# [EXERCISE TEXT]
The Brooklyn neighborhood of Gowanus wasn’t much on my radar when I first began the research that will culminate in “The Brooklyn Wars,” mostly because Gowanus wasn’t much on anyone’s radar: Named for a toxic green canal, inhabited mostly by old warehouses and industrial sites, it was the last place anyone expected to see battles over community preservation in the face of development pressures.
And yet, a few days ago Brooklynites woke up to this:
That’s the Kentile Floors sign, which has been standing atop a Gowanus rooftop for half a century, its now-darkened neon a familiar sight to riders on the nearby F line where trains rise out of the earth to cross the neighborhood’s eponymous canal. (As a result, the station there is 87.5 feet above ground, the most egregious misnomer of a “subway” in the entire world.) The sign has been shrouded in scaffolding, it eventually turned out, because its owner, Ely Cohen, has applied for and received a demolition permit from the city, presumably in anticipation that an in-the-works rezoning of the neighborhood will allow him to sell out to high-priced housing developers — assuming there’s no historic signage getting in the way.

# [WORK INSTRUCTION]
Copy the Gowanus passage above word for word, between "The Brooklyn neighborhood" and "of development pressures.", inclusive.

# [SUPPLIED MATERIAL]
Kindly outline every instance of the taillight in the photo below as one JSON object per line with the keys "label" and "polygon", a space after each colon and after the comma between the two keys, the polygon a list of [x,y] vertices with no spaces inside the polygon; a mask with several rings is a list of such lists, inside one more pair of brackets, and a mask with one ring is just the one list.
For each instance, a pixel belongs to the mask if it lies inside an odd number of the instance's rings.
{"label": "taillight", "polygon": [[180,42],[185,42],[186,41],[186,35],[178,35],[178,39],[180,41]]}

# [REPLY TO THE EXERCISE]
The Brooklyn neighborhood of Gowanus wasn’t much on my radar when I first began the research that will culminate in “The Brooklyn Wars,” mostly because Gowanus wasn’t much on anyone’s radar: Named for a toxic green canal, inhabited mostly by old warehouses and industrial sites, it was the last place anyone expected to see battles over community preservation in the face of development pressures.